#### EXTRAIT SOURCE
---

La décision du juge du procès et celle de la Cour d’appel s’appuient sur le jugement de 2012 de la Cour suprême du Canada dans l’affaire R. c. Mabior. Cette affaire est souvent interprétée comme signifiant que la loi exige en tout temps la présence d’une charge virale faible et l’utilisation d’un condom pour annuler une « possibilité réaliste de transmission du VIH ». Toutefois, la décision de la Cour suprême n’était pas aussi catégorique et reconnaissait que le droit pourrait éventuellement s’adapter.

Il est erroné d’insister sur le fait qu’une charge virale faible (c’est-à-dire que la présence du VIH dans l’organisme est significativement supprimée) et l’utilisation d’un condom sont toutes deux nécessaires pour écarter une possibilité réaliste de transmission du VIH. Depuis la décision de la Cour suprême, il y a huit ans, il est arrivé que des cours concluent, à la lumière des preuves scientifiques examinées, qu’une charge virale faible suffit à annuler une possibilité réaliste de transmission. Ceci reflète le consensus mondial selon lequel une personne ayant une charge virale supprimée ne peut pas transmettre le VIH par voie sexuelle, ce que l’on appelle également « Indétectable = Intransmissible ».

Il est temps que le droit rattrape la science pour reconnaître que l’utilisation du condom peut également annuler une possibilité réaliste de transmission du VIH.

---

#### ENTRÉES PRÉSENTÉES
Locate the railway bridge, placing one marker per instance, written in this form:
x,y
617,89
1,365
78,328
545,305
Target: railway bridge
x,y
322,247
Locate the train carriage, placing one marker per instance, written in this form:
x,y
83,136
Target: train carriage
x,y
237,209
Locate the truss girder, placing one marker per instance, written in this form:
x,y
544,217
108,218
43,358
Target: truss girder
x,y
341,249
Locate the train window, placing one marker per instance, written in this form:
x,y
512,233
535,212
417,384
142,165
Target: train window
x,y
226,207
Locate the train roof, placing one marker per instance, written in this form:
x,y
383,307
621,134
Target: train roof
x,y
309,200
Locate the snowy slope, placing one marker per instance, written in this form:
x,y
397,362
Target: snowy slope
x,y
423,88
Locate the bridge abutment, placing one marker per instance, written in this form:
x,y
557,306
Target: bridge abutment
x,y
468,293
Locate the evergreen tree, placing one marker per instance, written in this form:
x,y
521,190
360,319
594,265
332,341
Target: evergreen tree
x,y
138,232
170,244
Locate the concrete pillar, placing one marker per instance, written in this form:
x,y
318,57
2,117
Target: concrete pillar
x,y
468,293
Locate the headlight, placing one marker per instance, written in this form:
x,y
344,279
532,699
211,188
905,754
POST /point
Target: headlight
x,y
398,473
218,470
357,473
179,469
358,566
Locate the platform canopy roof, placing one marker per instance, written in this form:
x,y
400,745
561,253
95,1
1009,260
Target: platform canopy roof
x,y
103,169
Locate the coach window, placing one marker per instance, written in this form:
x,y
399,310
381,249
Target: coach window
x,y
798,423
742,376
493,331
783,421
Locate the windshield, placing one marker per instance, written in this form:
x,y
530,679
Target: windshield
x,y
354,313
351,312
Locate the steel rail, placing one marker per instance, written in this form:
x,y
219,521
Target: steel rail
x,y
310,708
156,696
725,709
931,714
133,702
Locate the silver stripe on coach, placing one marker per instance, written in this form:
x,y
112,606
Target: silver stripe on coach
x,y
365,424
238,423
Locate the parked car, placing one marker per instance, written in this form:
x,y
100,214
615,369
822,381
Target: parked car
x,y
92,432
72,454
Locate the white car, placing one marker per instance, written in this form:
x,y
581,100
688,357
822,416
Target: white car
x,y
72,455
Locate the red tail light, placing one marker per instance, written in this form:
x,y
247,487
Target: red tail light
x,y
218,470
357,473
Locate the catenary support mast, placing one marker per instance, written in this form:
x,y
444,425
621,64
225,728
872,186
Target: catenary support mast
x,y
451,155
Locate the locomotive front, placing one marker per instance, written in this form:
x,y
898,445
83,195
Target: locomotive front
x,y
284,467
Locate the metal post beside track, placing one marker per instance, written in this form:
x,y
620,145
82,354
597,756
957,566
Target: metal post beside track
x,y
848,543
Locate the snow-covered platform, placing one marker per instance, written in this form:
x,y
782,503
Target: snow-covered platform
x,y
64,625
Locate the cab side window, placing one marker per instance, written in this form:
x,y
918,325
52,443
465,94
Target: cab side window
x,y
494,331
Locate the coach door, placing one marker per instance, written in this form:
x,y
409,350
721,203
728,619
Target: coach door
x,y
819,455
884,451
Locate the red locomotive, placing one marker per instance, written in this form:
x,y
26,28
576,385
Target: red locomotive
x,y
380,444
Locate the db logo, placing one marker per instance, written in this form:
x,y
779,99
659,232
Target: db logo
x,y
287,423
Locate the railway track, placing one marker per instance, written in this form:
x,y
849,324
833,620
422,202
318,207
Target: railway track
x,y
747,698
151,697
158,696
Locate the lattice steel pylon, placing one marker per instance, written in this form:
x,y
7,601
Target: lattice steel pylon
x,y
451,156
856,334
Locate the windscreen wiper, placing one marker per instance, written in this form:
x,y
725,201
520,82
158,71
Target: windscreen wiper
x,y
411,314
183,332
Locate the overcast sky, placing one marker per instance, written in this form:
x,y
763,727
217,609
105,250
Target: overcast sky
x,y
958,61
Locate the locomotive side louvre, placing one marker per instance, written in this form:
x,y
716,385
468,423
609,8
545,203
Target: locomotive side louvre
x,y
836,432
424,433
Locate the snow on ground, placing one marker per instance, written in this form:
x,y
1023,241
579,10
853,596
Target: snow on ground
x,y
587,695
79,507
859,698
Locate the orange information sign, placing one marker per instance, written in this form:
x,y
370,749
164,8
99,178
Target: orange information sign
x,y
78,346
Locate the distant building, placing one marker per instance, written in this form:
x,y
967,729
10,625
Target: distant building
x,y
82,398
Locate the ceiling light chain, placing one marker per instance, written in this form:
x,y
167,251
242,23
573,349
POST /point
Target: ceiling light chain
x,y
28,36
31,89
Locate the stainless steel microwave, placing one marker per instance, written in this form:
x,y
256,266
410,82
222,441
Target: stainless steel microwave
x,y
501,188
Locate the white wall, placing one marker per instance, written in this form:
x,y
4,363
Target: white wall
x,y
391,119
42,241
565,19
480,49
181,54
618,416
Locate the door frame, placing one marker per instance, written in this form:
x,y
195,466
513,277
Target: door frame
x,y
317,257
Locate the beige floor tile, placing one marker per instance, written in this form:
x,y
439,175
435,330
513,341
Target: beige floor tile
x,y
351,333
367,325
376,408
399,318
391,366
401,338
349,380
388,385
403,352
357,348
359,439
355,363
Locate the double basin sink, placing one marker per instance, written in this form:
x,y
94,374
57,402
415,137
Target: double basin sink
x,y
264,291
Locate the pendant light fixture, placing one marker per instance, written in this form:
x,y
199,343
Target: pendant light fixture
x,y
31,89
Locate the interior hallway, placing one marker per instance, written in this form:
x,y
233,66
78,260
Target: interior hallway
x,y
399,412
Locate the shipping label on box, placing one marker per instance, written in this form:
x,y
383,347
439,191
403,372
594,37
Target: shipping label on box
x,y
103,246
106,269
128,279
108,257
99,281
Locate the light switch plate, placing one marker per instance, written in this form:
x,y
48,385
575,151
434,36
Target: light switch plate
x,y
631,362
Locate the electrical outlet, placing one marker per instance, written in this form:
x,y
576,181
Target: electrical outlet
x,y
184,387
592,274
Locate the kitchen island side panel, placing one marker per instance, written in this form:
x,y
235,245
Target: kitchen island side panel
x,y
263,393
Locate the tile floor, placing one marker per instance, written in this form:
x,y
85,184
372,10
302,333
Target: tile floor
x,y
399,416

---

#### CONSIGNES DE L'EXERCICE
**1.** Indiquez si chacun des énoncés (a), (b) et (c) concorde avec l'extrait source, en répondant par oui ou non et en citant les mots décisifs de l'extrait.
(a) Le jugement de la Cour suprême du Canada dans l'affaire R. c. Mabior date de 2012.
(b) La décision de la Cour suprême excluait toute évolution future du droit.
(c) Depuis cette décision, des cours ont conclu qu'une charge virale faible suffit à annuler une possibilité réaliste de transmission.
**2.** Répondez brièvement à chaque question d'après l'extrait source.
(a) Sur quel jugement s'appuient la décision du juge du procès et celle de la Cour d'appel ?
(b) Quel autre nom donne-t-on au consensus mondial selon lequel une personne ayant une charge virale supprimée ne peut pas transmettre le VIH par voie sexuelle ?
(c) Que le droit devrait-il reconnaître, selon la dernière phrase ?

#### RÉSULTATS DE L'EXERCICE
**1.**
(a) Oui : « le jugement de 2012 de la Cour suprême du Canada dans l’affaire R. c. Mabior »
(b) Non : « reconnaissait que le droit pourrait éventuellement s’adapter »
(c) Oui : « il est arrivé que des cours concluent, à la lumière des preuves scientifiques examinées, qu’une charge virale faible suffit à annuler une possibilité réaliste de transmission »

**2.**
(a) Sur le jugement de 2012 de la Cour suprême du Canada dans l'affaire R. c. Mabior.
(b) « Indétectable = Intransmissible ».
(c) Que l'utilisation du condom peut également annuler une possibilité réaliste de transmission du VIH.